--- Records to use Enclosed Below ---

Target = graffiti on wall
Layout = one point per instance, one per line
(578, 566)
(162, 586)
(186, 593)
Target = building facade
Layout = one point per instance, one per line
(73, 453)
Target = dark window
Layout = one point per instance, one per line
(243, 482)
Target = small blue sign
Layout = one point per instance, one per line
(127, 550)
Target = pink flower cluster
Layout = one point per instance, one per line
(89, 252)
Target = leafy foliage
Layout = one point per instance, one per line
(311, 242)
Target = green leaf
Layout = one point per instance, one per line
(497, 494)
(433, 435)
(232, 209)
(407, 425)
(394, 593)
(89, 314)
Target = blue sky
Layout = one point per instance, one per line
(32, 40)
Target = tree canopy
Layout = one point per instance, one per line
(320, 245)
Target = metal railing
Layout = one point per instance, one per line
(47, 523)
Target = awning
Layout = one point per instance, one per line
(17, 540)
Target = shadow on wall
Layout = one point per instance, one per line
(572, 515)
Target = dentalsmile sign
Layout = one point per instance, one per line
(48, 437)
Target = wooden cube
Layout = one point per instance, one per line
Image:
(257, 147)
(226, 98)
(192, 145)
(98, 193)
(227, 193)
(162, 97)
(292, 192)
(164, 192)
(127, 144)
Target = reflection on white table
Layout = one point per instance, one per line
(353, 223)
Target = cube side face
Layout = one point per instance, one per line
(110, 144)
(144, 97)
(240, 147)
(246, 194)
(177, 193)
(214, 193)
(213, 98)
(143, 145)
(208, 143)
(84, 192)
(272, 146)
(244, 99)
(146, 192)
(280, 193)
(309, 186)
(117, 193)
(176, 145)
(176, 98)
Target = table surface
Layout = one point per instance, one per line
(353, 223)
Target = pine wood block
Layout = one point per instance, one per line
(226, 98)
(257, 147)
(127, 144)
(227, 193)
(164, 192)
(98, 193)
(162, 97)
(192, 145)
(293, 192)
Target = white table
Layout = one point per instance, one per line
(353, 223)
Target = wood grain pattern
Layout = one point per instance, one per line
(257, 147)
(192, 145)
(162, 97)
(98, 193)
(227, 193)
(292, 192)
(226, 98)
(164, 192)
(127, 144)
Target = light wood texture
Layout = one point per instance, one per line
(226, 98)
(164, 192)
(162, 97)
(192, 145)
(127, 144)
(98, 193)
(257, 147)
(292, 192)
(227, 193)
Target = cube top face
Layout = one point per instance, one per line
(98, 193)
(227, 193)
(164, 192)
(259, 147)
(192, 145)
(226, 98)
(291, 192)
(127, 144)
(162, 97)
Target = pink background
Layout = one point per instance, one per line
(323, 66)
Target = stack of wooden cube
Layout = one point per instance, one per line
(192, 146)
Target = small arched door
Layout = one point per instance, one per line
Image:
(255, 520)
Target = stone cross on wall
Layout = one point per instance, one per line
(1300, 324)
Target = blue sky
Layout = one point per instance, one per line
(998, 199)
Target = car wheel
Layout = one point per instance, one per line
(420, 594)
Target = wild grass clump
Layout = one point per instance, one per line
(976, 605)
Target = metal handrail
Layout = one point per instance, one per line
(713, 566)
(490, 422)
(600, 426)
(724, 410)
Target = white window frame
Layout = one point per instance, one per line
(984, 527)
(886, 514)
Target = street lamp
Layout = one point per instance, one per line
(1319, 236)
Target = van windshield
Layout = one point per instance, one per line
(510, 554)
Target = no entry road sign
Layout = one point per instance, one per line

--- End of Enclosed Records to use ---

Every entry in the listing must be retyped exactly.

Answer to the problem >>
Target = graffiti on wall
Layout = one point per instance, one per line
(578, 566)
(162, 586)
(186, 593)
Target = building facade
Layout = one point per instance, one per line
(73, 453)
Target = dark window
Layout = one point per instance, one per line
(243, 482)
Target = small blue sign
Layout = one point per instance, one per line
(127, 550)
Target = pink flower cluster
Layout = one point per instance, one per line
(89, 252)
Target = leafy foliage
Layout = one point per instance, one per line
(311, 242)
Target = green leaf
Layout = one point per instance, one per line
(497, 494)
(433, 435)
(232, 209)
(407, 425)
(394, 593)
(89, 314)
Target = blue sky
Layout = one point per instance, one per line
(32, 40)
Target = tree canopy
Layout = one point per instance, one per line
(320, 245)
Target = metal railing
Layout = one point per instance, one per line
(47, 523)
Target = awning
Layout = one point per instance, one per line
(17, 540)
Target = shadow on wall
Layout = one point per instance, one per line
(572, 515)
Target = dentalsmile sign
Layout = one point per instance, one per line
(48, 437)
Target = wooden cube
Layout = one point per instance, one per line
Image:
(257, 147)
(226, 98)
(192, 145)
(98, 193)
(227, 193)
(162, 97)
(292, 192)
(164, 192)
(127, 144)
Target = reflection on white table
Layout = one point per instance, one per line
(353, 223)
Target = cube side face
Layout = one point per instance, one per line
(110, 144)
(144, 97)
(240, 147)
(246, 194)
(177, 193)
(214, 193)
(213, 98)
(143, 145)
(208, 143)
(84, 192)
(272, 146)
(244, 99)
(146, 192)
(280, 193)
(309, 186)
(117, 193)
(176, 145)
(176, 98)
Target = table surface
Layout = one point per instance, one per line
(353, 223)
Target = pine wood block
Layout = one point per instance, one per line
(226, 98)
(257, 147)
(127, 144)
(227, 193)
(164, 192)
(98, 193)
(162, 97)
(192, 145)
(293, 192)
Target = white table
Layout = one point per instance, one per line
(353, 223)
Target = wood grain pattern
Layout = one point per instance, one per line
(257, 147)
(192, 145)
(162, 97)
(98, 193)
(227, 193)
(292, 192)
(226, 98)
(164, 192)
(127, 144)
Target = light wood texture
Layout = one point per instance, one per line
(226, 98)
(164, 192)
(162, 97)
(192, 145)
(127, 144)
(98, 193)
(257, 147)
(292, 192)
(227, 193)
Target = cube top face
Layout = one point per instance, one per line
(98, 193)
(227, 193)
(164, 192)
(259, 147)
(192, 145)
(226, 98)
(291, 192)
(127, 144)
(162, 97)
Target = pink background
Layout = one point per instance, one per line
(323, 66)
Target = stack of wooden cube
Layout = one point per instance, one per line
(192, 146)
Target = small arched door
Layout = one point per instance, one per line
Image:
(255, 520)
Target = stone cross on wall
Layout = one point per instance, one per line
(1300, 324)
Target = blue sky
Layout = one point per instance, one per line
(998, 199)
Target = car wheel
Layout = one point per instance, one per line
(420, 594)
Target = wild grass clump
Layout = one point per instance, one per line
(976, 605)
Target = metal handrail
Layout = one point per instance, one per line
(713, 566)
(490, 422)
(600, 426)
(724, 410)
Target = white window frame
Layout = one point per instance, one per line
(984, 527)
(886, 514)
Target = street lamp
Layout = one point per instance, one per line
(1319, 236)
Target = van windshield
Layout = one point per instance, one per line
(510, 554)
Target = no entry road sign
Layout = one point per instance, one per line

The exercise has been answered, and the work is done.